Directive |
Copy all of the data below verbatim, line for line, with nothing changed.

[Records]

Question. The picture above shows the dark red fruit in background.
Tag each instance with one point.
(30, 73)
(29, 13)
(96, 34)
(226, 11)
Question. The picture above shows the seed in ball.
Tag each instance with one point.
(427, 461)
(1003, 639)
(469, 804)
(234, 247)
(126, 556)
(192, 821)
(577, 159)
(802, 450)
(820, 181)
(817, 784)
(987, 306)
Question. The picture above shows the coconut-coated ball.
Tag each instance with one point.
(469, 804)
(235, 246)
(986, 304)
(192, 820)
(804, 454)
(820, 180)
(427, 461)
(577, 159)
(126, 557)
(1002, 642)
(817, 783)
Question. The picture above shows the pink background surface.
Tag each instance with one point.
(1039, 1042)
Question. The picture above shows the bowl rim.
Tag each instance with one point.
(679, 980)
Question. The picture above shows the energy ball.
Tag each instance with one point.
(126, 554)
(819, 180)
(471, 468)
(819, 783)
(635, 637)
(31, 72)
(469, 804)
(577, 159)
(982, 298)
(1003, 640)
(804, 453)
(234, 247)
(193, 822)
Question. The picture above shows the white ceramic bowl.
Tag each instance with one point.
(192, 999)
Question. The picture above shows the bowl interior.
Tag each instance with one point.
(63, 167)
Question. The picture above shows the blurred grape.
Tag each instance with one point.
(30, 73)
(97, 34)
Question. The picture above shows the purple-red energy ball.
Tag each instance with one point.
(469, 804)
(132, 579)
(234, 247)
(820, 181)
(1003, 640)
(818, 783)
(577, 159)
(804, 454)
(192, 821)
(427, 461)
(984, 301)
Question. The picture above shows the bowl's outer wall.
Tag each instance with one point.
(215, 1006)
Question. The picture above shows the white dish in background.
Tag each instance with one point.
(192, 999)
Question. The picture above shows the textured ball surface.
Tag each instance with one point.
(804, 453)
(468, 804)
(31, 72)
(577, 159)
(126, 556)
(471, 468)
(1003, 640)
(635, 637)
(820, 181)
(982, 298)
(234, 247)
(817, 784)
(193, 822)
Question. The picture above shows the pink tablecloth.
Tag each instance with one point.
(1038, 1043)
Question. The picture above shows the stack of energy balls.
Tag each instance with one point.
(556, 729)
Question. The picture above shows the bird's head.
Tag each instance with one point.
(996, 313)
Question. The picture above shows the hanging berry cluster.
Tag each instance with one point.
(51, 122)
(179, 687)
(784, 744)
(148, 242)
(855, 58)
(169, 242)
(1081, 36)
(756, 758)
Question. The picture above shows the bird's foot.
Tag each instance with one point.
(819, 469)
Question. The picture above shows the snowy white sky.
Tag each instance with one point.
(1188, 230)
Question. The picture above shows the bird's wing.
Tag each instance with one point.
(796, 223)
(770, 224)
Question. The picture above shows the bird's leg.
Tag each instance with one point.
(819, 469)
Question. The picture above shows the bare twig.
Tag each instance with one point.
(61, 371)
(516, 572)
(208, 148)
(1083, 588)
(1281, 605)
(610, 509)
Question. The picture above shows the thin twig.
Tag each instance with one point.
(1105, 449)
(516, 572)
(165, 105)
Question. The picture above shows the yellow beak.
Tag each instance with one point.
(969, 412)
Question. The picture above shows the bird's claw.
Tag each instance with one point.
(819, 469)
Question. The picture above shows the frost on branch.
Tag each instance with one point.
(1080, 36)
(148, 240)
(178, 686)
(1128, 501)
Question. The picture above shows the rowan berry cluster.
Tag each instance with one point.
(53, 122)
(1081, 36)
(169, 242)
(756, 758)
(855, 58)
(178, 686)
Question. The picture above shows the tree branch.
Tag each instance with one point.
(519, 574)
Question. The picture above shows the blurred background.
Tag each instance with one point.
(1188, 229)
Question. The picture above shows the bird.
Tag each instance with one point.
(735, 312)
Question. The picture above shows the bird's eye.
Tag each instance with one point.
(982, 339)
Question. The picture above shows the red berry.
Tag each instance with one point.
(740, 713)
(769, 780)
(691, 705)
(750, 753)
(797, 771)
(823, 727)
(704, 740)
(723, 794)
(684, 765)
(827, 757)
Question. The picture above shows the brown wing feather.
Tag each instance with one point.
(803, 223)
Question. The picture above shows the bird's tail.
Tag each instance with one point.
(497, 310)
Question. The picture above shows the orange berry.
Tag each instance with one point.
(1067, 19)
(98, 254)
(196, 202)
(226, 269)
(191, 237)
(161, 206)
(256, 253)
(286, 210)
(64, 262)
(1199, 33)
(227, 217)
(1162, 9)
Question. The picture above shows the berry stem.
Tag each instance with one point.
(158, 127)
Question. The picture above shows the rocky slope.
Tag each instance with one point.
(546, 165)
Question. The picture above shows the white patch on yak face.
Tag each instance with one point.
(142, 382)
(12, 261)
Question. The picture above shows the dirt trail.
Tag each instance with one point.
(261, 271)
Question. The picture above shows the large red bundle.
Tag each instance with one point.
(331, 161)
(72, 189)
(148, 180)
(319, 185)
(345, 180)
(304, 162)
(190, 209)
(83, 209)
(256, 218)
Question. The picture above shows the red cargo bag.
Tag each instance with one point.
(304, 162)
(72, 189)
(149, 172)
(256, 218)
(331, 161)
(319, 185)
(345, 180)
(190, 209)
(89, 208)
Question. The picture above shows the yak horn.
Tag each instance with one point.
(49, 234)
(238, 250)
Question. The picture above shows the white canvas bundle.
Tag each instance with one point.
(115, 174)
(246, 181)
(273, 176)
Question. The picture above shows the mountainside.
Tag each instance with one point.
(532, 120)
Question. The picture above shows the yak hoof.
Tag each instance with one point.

Answer for the task |
Question. The picture above shows the dark red fruit in background.
Tag each instance with one point.
(30, 73)
(29, 13)
(96, 34)
(226, 11)
Question. The picture above shows the seed in ball.
Tag each instance with one point.
(427, 461)
(1003, 639)
(469, 804)
(234, 247)
(126, 556)
(192, 821)
(577, 159)
(802, 450)
(820, 181)
(817, 784)
(987, 306)
Question. The picture above shows the coconut-coated ball.
Tag each instance with one point.
(469, 804)
(235, 246)
(986, 304)
(192, 820)
(804, 454)
(820, 180)
(427, 461)
(577, 159)
(126, 557)
(1002, 642)
(817, 783)
Question. The picture above shows the pink background surface.
Tag each instance with one point.
(1039, 1042)
Question. The picture above shows the bowl rim.
Tag each instance with one point.
(679, 980)
Question. The picture above shows the energy ball.
Tag each instance with one point.
(126, 554)
(819, 180)
(471, 468)
(819, 783)
(635, 637)
(31, 72)
(469, 804)
(577, 159)
(982, 298)
(1003, 640)
(804, 453)
(234, 247)
(193, 822)
Question. The picture above shows the white ceramic bowl.
Tag each instance with one point.
(192, 999)
Question. The picture above shows the bowl interior.
Tag each instance with one point.
(63, 167)
Question. The picture above shows the blurred grape.
Tag each instance with one point.
(30, 73)
(97, 34)
Question. The picture above shows the purple-red energy ball.
Tag each instance with one point.
(469, 804)
(132, 579)
(234, 247)
(820, 181)
(1003, 640)
(818, 783)
(577, 159)
(804, 454)
(192, 821)
(427, 461)
(984, 301)
Question. The picture above shows the bowl's outer wall.
Tag each instance with one point.
(215, 1006)
Question. The picture above shows the white dish in background.
Tag each instance with one point.
(192, 999)
Question. The picture above shows the textured ball surface.
Tag each instance with one point.
(804, 453)
(468, 804)
(31, 72)
(577, 159)
(126, 556)
(471, 468)
(1003, 640)
(635, 637)
(820, 181)
(982, 298)
(234, 247)
(817, 784)
(193, 822)
Question. The picture above shows the pink tablecloth.
Tag each instance with one point.
(1038, 1043)
Question. The picture above shows the stack of energy balls.
Tag each instance with one point.
(556, 729)
Question. The picture above shows the bird's head.
Tag each instance with one point.
(996, 313)
Question. The picture above shows the hanging berry cluster.
Tag each instance with one point.
(51, 122)
(179, 687)
(784, 744)
(148, 242)
(855, 58)
(169, 242)
(1081, 36)
(756, 758)
Question. The picture above shows the bird's foot.
Tag each instance with one point.
(819, 469)
Question. The picture above shows the snowy white sky.
Tag each instance with one point.
(1188, 230)
Question. The picture above shows the bird's wing.
Tag each instance with one point.
(796, 223)
(770, 224)
Question. The picture above shows the bird's leg.
Tag each instance with one point.
(819, 469)
Question. The picture above shows the bare twig.
Tag each instance with one point.
(61, 371)
(516, 572)
(208, 148)
(1083, 588)
(1281, 605)
(610, 509)
Question. The picture above shows the thin twig.
Tag each instance with one point.
(1105, 449)
(516, 572)
(165, 105)
Question. The picture above shows the yellow beak.
Tag each instance with one point.
(969, 412)
Question. The picture above shows the bird's claw.
Tag each instance with one point.
(819, 469)
Question. The picture above shows the frost on branch.
Tag each instance with one point.
(1080, 36)
(148, 240)
(178, 686)
(1128, 501)
Question. The picture above shows the rowan berry cluster.
Tag each instance with one point.
(53, 122)
(1081, 36)
(169, 242)
(756, 758)
(855, 58)
(178, 686)
Question. The picture above shows the tree branch.
Tag each instance with one point.
(519, 574)
Question. The picture above shows the blurred background.
Tag each instance with one point.
(1188, 229)
Question. The picture above shows the bird.
Tag each instance with one point.
(735, 312)
Question. The picture above shows the bird's eye.
Tag each instance with one point.
(982, 339)
Question. The picture above shows the red berry.
Tag each instance with one point.
(740, 713)
(769, 780)
(691, 705)
(750, 753)
(797, 771)
(823, 727)
(704, 740)
(723, 794)
(684, 765)
(827, 757)
Question. The picture above shows the brown wing feather.
Tag each instance with one point.
(803, 223)
Question. The picture above shows the bird's tail.
Tag each instance with one point.
(497, 310)
Question. The picture above shows the orange berry.
Tag each instance with one point.
(1067, 19)
(98, 254)
(196, 202)
(226, 269)
(191, 237)
(161, 206)
(256, 253)
(286, 210)
(64, 262)
(1199, 33)
(227, 217)
(1162, 9)
Question. The picture above shows the berry stem.
Tag each instance with one point.
(158, 127)
Question. The picture above shows the rocky slope.
Tag each instance with one point.
(546, 165)
Question. The picture above shows the white patch on yak face.
Tag each instance with one point.
(142, 382)
(12, 261)
Question. The picture above shows the dirt trail.
Tag each instance with one point.
(261, 271)
Question. The picture above shows the large red bundle.
Tag each instance with one point.
(331, 161)
(72, 189)
(148, 180)
(319, 185)
(345, 180)
(304, 162)
(190, 209)
(83, 209)
(256, 218)
Question. The picture above shows the red cargo bag.
Tag each instance with one point.
(304, 162)
(72, 189)
(149, 172)
(256, 218)
(331, 161)
(319, 185)
(345, 180)
(190, 209)
(89, 208)
Question. The picture above shows the yak horn.
Tag each instance with one point.
(49, 234)
(238, 250)
Question. The picture above shows the white canvas bundle.
Tag each instance with one point.
(115, 174)
(246, 181)
(273, 176)
Question. The picture above shows the mountainside.
Tag each instance with one point.
(532, 120)
Question. The picture above shows the yak hoof.
Tag each instance with one point.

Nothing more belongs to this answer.